Description of the task> Below are some entries. Copy each line in them that holds "gray".
*** Data
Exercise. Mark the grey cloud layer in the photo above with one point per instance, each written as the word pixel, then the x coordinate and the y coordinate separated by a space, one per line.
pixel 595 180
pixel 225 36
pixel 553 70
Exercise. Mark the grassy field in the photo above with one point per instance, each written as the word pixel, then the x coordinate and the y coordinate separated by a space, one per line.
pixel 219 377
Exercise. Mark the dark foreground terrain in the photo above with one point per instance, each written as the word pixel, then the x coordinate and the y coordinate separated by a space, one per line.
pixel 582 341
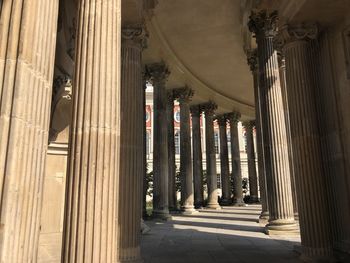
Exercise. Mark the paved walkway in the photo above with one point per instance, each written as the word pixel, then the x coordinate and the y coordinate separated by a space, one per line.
pixel 230 235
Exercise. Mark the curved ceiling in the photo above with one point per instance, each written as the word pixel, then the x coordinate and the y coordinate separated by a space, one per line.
pixel 201 42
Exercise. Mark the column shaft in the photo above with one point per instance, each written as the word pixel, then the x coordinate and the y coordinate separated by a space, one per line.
pixel 224 164
pixel 91 212
pixel 197 157
pixel 131 145
pixel 27 54
pixel 274 126
pixel 171 153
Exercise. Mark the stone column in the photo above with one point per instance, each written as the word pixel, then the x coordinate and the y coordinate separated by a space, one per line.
pixel 224 163
pixel 27 55
pixel 159 74
pixel 253 178
pixel 209 109
pixel 281 220
pixel 236 159
pixel 253 64
pixel 171 152
pixel 310 177
pixel 197 157
pixel 91 211
pixel 184 95
pixel 282 67
pixel 132 167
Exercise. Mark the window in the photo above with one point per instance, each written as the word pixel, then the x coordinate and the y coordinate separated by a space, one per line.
pixel 177 142
pixel 216 142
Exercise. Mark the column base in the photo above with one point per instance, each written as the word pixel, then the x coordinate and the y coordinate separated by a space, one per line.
pixel 239 202
pixel 161 214
pixel 282 227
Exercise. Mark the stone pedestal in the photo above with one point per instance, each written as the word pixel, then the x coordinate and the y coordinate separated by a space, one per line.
pixel 236 159
pixel 225 169
pixel 27 55
pixel 91 212
pixel 183 95
pixel 159 74
pixel 171 153
pixel 281 220
pixel 209 109
pixel 197 157
pixel 132 167
pixel 309 172
pixel 253 179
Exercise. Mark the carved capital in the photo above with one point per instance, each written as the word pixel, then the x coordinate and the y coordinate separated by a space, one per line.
pixel 196 110
pixel 183 94
pixel 233 117
pixel 209 107
pixel 222 120
pixel 252 59
pixel 158 73
pixel 263 23
pixel 135 35
pixel 300 32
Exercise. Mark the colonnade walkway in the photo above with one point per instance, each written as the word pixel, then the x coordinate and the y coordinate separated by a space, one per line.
pixel 228 235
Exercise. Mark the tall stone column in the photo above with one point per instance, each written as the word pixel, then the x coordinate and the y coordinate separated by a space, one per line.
pixel 253 178
pixel 263 24
pixel 209 109
pixel 224 163
pixel 184 95
pixel 309 172
pixel 27 54
pixel 282 68
pixel 171 152
pixel 91 211
pixel 159 75
pixel 236 159
pixel 253 64
pixel 132 167
pixel 197 157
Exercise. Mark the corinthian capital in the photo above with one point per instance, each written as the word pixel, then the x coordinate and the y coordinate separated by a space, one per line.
pixel 252 59
pixel 158 73
pixel 135 34
pixel 209 107
pixel 233 117
pixel 300 32
pixel 183 94
pixel 263 22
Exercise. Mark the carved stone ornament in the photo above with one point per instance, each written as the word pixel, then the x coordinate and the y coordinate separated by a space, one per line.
pixel 233 117
pixel 209 107
pixel 183 94
pixel 136 34
pixel 252 59
pixel 263 22
pixel 300 32
pixel 158 73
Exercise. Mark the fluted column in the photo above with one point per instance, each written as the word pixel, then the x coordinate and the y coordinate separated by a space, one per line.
pixel 184 95
pixel 263 24
pixel 27 55
pixel 252 60
pixel 171 152
pixel 309 172
pixel 197 157
pixel 253 178
pixel 282 69
pixel 132 167
pixel 224 164
pixel 91 211
pixel 236 159
pixel 159 75
pixel 209 109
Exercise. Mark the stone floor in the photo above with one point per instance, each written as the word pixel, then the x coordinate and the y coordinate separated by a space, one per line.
pixel 229 235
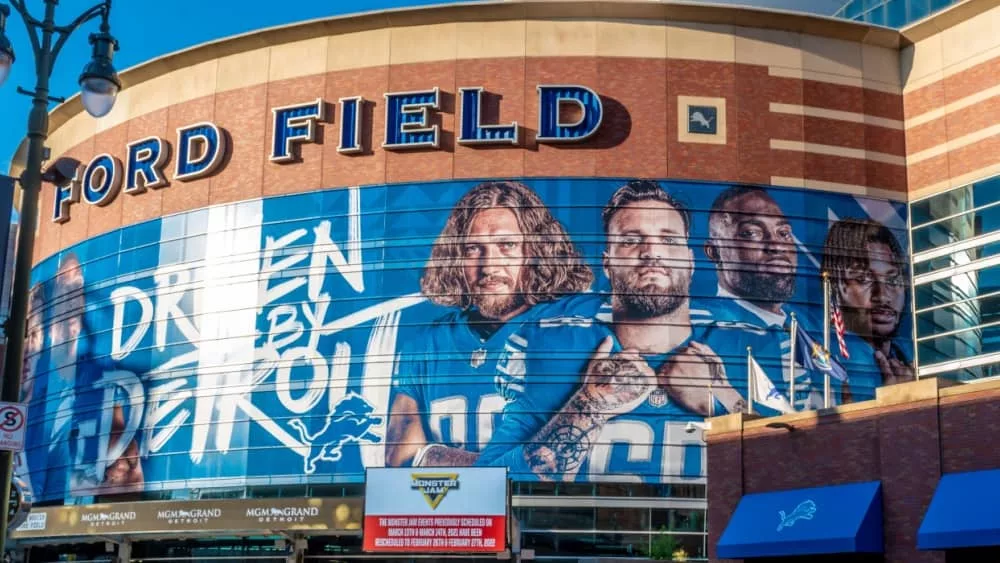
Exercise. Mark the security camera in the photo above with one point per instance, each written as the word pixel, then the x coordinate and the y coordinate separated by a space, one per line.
pixel 62 171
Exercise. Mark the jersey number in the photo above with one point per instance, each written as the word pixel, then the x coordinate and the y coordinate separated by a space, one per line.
pixel 456 412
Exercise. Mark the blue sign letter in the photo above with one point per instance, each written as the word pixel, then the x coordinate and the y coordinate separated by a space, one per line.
pixel 200 148
pixel 407 119
pixel 295 124
pixel 350 125
pixel 472 130
pixel 66 196
pixel 101 180
pixel 551 128
pixel 146 158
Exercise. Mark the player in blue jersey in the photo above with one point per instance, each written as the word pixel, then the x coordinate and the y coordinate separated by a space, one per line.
pixel 867 269
pixel 33 392
pixel 753 247
pixel 501 261
pixel 615 396
pixel 79 423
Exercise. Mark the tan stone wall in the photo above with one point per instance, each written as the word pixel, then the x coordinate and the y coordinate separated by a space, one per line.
pixel 800 110
pixel 952 102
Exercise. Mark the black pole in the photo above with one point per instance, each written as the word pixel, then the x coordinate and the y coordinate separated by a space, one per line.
pixel 31 183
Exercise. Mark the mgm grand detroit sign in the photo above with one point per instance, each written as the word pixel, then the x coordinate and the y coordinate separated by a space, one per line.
pixel 201 147
pixel 316 516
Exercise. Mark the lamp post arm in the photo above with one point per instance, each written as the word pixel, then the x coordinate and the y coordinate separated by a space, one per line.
pixel 29 22
pixel 100 10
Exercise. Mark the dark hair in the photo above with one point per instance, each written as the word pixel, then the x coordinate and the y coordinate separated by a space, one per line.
pixel 718 209
pixel 554 267
pixel 846 244
pixel 643 190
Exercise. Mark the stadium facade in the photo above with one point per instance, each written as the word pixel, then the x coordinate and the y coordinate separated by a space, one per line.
pixel 554 237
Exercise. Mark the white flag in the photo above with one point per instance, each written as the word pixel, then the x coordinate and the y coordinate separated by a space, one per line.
pixel 764 392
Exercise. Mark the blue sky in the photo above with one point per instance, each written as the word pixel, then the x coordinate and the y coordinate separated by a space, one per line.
pixel 146 30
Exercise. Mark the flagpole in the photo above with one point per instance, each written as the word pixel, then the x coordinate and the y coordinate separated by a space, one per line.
pixel 826 336
pixel 711 399
pixel 794 327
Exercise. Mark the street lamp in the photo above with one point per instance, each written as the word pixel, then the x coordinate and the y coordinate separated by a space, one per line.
pixel 6 49
pixel 99 85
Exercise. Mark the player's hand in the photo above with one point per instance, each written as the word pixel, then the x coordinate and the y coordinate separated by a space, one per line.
pixel 686 379
pixel 616 383
pixel 126 471
pixel 893 370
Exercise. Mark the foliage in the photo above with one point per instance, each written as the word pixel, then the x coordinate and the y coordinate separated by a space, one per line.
pixel 666 547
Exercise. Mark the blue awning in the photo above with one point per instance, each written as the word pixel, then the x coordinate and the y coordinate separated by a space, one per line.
pixel 834 519
pixel 963 512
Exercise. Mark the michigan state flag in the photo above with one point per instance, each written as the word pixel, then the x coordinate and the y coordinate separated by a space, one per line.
pixel 812 357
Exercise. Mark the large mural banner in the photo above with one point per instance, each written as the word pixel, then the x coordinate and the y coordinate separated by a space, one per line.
pixel 568 329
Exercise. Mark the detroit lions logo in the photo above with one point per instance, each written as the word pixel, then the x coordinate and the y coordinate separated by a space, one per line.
pixel 700 119
pixel 350 420
pixel 804 511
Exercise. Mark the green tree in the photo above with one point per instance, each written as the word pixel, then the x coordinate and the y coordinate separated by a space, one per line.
pixel 666 547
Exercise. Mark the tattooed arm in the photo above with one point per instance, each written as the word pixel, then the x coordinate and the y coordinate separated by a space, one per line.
pixel 613 384
pixel 686 378
pixel 405 434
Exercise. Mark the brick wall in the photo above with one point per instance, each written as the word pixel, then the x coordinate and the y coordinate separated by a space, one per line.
pixel 907 438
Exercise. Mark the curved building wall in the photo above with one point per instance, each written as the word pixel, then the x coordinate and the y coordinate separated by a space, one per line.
pixel 252 315
pixel 950 97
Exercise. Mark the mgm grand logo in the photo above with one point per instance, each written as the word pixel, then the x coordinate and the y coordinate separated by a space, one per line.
pixel 110 518
pixel 189 516
pixel 434 486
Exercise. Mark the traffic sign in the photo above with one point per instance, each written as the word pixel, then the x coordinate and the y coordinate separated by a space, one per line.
pixel 12 426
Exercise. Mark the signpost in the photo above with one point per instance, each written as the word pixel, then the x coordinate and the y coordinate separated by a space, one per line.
pixel 18 503
pixel 12 426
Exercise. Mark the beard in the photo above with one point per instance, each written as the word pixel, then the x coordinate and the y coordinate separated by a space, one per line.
pixel 762 286
pixel 497 305
pixel 644 301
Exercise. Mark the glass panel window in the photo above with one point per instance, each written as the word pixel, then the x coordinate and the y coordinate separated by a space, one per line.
pixel 678 520
pixel 556 518
pixel 959 316
pixel 956 229
pixel 955 201
pixel 958 287
pixel 624 519
pixel 586 545
pixel 965 344
pixel 957 258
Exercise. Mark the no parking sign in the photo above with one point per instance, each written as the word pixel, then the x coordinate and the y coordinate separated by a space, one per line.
pixel 12 426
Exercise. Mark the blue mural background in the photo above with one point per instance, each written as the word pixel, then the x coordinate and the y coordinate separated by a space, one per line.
pixel 213 330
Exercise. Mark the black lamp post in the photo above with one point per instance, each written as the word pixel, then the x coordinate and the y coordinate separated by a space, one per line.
pixel 99 86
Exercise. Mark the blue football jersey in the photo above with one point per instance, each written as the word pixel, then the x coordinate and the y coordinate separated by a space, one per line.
pixel 448 369
pixel 862 368
pixel 734 327
pixel 544 365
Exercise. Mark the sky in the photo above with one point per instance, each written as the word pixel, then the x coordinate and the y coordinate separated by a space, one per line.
pixel 146 32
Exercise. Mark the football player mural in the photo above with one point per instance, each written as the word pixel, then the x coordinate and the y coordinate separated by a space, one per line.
pixel 569 329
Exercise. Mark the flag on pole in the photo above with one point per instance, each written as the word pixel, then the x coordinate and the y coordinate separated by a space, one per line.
pixel 764 392
pixel 838 327
pixel 813 357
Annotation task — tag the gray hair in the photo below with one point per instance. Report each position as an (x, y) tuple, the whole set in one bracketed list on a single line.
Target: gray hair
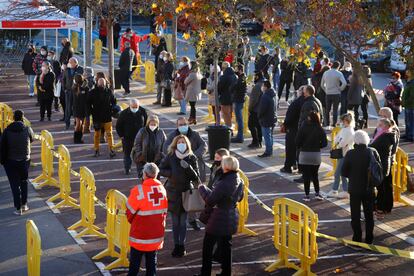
******
Problem solution>
Annotation task — tag the gray hair in the photo below with one point per instance. Report each position as an (x, y) tuple, the whole set in one bracketed list on a single line.
Target: gray hair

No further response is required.